Exercise description:
Copy exactly the lines from the "trees, giving x and y for each instance?" line to the end, both included, and nothing else.

Data lines:
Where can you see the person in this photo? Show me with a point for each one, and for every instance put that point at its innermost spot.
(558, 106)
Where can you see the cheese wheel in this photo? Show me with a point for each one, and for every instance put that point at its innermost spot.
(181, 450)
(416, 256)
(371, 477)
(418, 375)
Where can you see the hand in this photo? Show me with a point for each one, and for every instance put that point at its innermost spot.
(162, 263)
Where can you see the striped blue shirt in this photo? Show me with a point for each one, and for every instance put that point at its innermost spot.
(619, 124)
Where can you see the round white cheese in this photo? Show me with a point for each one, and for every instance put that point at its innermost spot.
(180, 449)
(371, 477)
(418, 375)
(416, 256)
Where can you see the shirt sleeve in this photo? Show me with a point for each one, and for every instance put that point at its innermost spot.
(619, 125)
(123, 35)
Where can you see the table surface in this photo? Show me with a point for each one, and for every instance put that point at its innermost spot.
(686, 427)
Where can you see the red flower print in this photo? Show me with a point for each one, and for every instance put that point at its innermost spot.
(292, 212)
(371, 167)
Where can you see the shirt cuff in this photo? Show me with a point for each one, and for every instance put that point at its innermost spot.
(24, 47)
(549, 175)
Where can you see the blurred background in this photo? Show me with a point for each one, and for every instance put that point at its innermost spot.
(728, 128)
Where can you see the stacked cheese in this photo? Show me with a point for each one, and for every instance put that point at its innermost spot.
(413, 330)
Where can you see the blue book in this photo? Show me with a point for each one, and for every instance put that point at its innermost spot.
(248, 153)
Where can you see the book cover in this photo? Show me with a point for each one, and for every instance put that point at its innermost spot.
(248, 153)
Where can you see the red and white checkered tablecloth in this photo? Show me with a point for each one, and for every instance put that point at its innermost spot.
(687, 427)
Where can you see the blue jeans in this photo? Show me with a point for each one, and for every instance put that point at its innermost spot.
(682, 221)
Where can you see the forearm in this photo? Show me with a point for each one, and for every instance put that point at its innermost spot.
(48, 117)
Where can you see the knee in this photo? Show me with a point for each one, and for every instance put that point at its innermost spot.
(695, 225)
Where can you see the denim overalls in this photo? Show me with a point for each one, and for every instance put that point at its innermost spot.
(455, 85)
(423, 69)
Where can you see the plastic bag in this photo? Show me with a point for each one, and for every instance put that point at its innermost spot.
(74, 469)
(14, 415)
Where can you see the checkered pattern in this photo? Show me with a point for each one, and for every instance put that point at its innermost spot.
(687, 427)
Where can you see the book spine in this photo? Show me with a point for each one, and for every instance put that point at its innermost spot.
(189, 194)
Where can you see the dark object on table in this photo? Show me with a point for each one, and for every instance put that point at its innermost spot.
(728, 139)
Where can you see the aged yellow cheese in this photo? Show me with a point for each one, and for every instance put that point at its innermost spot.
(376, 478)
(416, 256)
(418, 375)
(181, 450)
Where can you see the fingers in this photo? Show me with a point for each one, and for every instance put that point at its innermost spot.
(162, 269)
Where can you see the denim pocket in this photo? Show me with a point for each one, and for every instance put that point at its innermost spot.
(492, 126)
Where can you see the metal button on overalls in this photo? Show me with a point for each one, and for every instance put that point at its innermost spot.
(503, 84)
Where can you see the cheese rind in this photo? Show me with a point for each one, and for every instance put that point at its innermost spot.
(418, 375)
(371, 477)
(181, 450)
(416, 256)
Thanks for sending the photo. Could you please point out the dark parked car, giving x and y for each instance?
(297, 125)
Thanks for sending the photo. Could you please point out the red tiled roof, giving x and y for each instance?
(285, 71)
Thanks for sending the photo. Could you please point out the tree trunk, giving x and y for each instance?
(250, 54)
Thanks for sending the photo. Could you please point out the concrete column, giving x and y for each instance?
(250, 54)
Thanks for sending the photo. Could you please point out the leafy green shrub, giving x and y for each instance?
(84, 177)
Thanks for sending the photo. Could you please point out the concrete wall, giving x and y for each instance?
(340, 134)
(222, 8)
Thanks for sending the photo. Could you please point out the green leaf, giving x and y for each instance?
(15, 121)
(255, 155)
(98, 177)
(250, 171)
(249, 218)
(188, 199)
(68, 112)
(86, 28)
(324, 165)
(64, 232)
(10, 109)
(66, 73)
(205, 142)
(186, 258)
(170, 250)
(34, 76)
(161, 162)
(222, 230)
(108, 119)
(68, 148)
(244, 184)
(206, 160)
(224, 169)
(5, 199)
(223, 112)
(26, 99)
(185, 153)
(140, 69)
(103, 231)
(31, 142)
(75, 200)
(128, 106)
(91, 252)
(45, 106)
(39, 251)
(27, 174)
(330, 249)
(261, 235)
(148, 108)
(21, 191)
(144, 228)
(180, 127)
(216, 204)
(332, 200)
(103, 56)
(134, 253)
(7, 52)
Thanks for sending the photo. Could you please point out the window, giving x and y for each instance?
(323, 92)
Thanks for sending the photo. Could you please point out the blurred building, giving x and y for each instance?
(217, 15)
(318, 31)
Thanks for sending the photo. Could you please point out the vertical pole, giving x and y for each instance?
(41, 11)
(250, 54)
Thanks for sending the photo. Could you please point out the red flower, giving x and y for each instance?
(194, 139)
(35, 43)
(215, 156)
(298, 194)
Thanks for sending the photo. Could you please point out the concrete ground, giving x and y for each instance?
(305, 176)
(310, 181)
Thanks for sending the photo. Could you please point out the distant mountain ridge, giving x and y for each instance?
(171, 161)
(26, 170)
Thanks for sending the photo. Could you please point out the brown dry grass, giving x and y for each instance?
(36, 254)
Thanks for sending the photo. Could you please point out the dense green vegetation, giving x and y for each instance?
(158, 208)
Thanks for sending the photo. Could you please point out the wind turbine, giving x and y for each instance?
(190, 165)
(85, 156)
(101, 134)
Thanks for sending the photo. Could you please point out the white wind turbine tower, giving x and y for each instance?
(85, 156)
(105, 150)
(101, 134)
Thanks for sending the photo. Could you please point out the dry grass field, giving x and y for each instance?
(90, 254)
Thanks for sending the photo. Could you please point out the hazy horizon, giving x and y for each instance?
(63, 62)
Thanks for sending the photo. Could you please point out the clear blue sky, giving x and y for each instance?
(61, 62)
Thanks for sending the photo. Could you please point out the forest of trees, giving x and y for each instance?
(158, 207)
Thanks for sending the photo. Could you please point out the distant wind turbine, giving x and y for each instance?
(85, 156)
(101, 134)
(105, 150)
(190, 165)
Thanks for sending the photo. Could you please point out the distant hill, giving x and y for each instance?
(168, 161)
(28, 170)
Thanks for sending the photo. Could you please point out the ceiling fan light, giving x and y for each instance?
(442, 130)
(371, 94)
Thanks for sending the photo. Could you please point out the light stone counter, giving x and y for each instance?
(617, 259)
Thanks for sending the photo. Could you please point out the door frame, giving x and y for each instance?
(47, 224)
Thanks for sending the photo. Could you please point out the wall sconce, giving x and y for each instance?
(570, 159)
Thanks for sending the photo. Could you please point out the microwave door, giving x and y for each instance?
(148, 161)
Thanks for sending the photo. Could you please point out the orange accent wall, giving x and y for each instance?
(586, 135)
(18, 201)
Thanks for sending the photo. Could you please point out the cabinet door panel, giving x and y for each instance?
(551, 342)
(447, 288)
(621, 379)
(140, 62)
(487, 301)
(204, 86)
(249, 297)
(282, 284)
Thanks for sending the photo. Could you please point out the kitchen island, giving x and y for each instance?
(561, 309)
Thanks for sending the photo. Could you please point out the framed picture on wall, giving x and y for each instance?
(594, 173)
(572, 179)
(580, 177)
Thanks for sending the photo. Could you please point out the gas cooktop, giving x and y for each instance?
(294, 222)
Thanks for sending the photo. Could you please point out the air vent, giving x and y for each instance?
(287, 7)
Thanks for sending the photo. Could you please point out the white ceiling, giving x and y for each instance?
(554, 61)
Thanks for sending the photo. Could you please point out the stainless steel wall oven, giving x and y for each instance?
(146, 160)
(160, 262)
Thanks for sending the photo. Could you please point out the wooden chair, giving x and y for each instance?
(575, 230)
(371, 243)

Answer for the task:
Thanks for sending the photo. Could you please point out the forest of trees, giving x and y for each instance?
(158, 207)
Thanks for sending the photo. Could you please point out the distant wind turbine, giving x and y for each instance?
(85, 156)
(101, 134)
(105, 150)
(190, 165)
Thanks for sending the photo. Could you please point out the distant hill, giving x and y for each instance?
(168, 161)
(28, 170)
Thanks for sending the photo. Could you please point out the ceiling fan light, giving x and y for each instance?
(442, 130)
(371, 94)
Thanks for sending the photo. Could you please point out the light stone counter, giving x and y for each instance?
(617, 259)
Thanks for sending the photo. Could you please point out the door frame, giving x and y for each instance?
(47, 224)
Thanks for sending the photo. Could you please point out the wall sconce, giving x and y for each instance?
(570, 159)
Thanks for sending the photo. Could you please point out the microwave door, giving x and y for each instance?
(148, 161)
Thanks for sending the photo. Could you please point out the orange accent wall, giving x and y for each instance?
(586, 135)
(18, 201)
Thanks for sending the photo. Could you please point out the cabinet door panel, giving x and y for each instance?
(551, 342)
(447, 288)
(621, 379)
(140, 62)
(487, 301)
(204, 86)
(249, 297)
(282, 284)
Thanks for sending the photo. Could you please point out the kitchen island, giving x and y for each instance?
(561, 309)
Thanks for sending the photo. Could you please point out the framed picture on wall, giving x and y for each instance?
(594, 173)
(572, 179)
(580, 177)
Thanks for sending the photo. Could you please point out the gas cooktop, giving x and y for each instance?
(294, 222)
Thanks for sending the photo. Could you please point out the air vent, giving x and y for each instance?
(287, 7)
Thanks for sending the photo. Could you please point out the white ceiling, giving x and y for each instance?
(554, 61)
Thanks for sending the photo. Could you please point out the stainless steel wall oven, giving x and y for each instance?
(146, 160)
(160, 262)
Thanks for sending the photo. Could you please point out the wooden chair, giving x and y for each instance?
(575, 230)
(371, 243)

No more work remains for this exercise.